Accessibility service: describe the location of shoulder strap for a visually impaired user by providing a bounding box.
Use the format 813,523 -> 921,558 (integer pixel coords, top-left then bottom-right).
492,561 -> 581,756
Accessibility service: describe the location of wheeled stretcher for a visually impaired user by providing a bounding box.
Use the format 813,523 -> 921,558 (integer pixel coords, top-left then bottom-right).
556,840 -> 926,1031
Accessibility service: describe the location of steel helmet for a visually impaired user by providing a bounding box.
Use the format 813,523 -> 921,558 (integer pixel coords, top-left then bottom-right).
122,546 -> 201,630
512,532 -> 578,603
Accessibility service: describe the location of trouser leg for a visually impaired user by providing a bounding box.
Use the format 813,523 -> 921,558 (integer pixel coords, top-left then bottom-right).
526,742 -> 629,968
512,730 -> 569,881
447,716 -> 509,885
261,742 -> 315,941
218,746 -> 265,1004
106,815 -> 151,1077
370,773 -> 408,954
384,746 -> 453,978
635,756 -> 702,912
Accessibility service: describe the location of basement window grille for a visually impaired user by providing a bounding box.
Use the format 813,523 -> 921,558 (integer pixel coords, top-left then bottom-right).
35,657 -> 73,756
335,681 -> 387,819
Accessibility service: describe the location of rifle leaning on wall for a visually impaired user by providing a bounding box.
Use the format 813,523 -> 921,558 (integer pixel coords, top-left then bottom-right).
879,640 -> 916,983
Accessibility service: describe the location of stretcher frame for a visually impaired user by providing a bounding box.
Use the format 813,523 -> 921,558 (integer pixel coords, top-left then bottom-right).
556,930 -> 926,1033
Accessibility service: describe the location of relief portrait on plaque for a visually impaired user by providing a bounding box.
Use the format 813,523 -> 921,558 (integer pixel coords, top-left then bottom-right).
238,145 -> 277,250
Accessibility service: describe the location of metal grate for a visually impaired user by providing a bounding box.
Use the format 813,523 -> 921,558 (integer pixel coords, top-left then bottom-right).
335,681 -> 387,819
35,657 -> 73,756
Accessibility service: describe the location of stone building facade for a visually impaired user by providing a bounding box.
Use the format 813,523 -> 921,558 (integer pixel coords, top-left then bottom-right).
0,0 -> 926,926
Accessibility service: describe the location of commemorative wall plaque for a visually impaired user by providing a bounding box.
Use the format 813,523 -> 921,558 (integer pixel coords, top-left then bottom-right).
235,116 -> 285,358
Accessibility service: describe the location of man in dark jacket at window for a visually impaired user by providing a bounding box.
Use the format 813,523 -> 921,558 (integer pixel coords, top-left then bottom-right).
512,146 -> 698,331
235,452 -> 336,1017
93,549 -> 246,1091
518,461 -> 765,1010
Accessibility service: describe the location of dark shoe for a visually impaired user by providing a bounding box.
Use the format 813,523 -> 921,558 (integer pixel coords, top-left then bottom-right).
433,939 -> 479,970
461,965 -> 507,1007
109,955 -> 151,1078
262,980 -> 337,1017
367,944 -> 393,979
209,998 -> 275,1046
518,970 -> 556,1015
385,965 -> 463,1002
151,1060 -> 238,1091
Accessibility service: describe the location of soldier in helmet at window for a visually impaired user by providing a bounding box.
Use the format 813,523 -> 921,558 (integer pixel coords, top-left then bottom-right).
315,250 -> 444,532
++++++
Task to carry out: Please rewrite all the lines above, putting "low-vision user" in place of each "visually impaired user" and leaving everything else unchanged.

Solution to the exercise:
Accessibility service: describe the location of shoulder strap for a low-vision user by providing a bounding box.
Use the format 813,523 -> 921,558 (integer pixel coords, top-left then bottom-right).
492,561 -> 581,756
Accessibility service: describe the location of wheeled stretcher for a low-vision user by providing a bounding box.
Use the format 813,523 -> 921,558 (integer pixel coords, top-left then bottom-right).
556,840 -> 926,1031
Accessibility service: describe the location of steel helmet for a low-vision user by providing a bounding box.
Use the format 813,523 -> 921,558 (integer pixel coords, top-left then bottom-right).
122,546 -> 201,630
512,532 -> 578,603
Accessibility service: describe the location of trouser leg for a low-vision user by providing a bounding box.
Use the format 813,523 -> 921,558 (integer pixel coords, top-left then bottom-right).
526,742 -> 629,968
512,730 -> 569,881
447,716 -> 509,885
261,742 -> 315,941
218,746 -> 265,1004
106,815 -> 151,1077
370,773 -> 408,954
384,746 -> 453,978
635,756 -> 702,912
Accessibility service: describe the location of basement window grille for a low-vision user by providing a bounding box.
Use the format 813,523 -> 921,558 (integer pixel coords, top-left then bottom-right).
35,657 -> 73,756
335,681 -> 387,819
Accessibility service: describe the location of rifle leaning on wall for a low-vision user by providing a bounding box.
Use the format 813,523 -> 921,558 (integer pixel coords, top-left then bottom-right).
879,640 -> 916,983
Accessibility service: describe the location of stretcher frame for a low-vision user by providing a bounding box.
Use the format 813,523 -> 921,558 (integer pixel coords, top-left then bottom-right).
556,930 -> 926,1033
Accessibility service: describe the location of relief portrait on plaque for a low-vision user by providing a bounding box.
Use the format 813,523 -> 921,558 (integer pixel coords, top-left then bottom-right).
238,145 -> 277,250
Accessibility service: describe the location of metal grate for a low-vision user by providing a bounding box.
Use the format 813,523 -> 921,558 (integer pixel coords, top-left then bottom-right).
335,681 -> 387,819
35,657 -> 73,756
Accessibility service: describe the location of stone building facade for a low-vision user by providing a bounding box.
Use the format 813,523 -> 921,558 (integer pixel coords, top-left then bottom-right).
0,0 -> 926,926
Accessibility service: describe the location of commemorative wall plaque for a low-vision user by providing a bounding box.
Use the format 813,523 -> 921,558 (integer pixel coords, top-left then bottom-right).
235,116 -> 285,358
Accessibility service: describe the location of man in dark jacket at window for a low-vision user by providing a bounding box.
Use the format 813,523 -> 921,558 (integer pixel coords, top-left then bottom-right).
512,146 -> 698,331
235,452 -> 336,1017
93,549 -> 246,1091
518,461 -> 765,1010
Accessibility service: describe the location of dark shoe for a low-vision user by providing a bounding box.
Use the format 813,523 -> 921,558 (integer pixel coords, top-left then bottom-right).
433,939 -> 479,970
461,965 -> 507,1007
109,955 -> 151,1078
262,980 -> 337,1017
367,944 -> 393,979
209,998 -> 275,1046
518,970 -> 556,1015
385,965 -> 463,1002
151,1060 -> 238,1091
Accessibility service: describe the location of soldier in helmet at window for a low-vision user by providing a bounding box.
Use the format 813,523 -> 921,558 (integer pixel coords, top-left then bottom-right).
315,250 -> 444,532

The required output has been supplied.